START
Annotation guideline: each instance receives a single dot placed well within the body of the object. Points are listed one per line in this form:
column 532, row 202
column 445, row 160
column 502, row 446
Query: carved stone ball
END
» Task statement
Render every line of the entries above as a numbered list, leaving out any blank lines.

» Task answer
1. Annotation guideline: each instance receives a single dot placed well within the body of the object. Points are listed one per line in this form:
2. column 532, row 202
3. column 445, row 160
4. column 502, row 446
5. Query: carved stone ball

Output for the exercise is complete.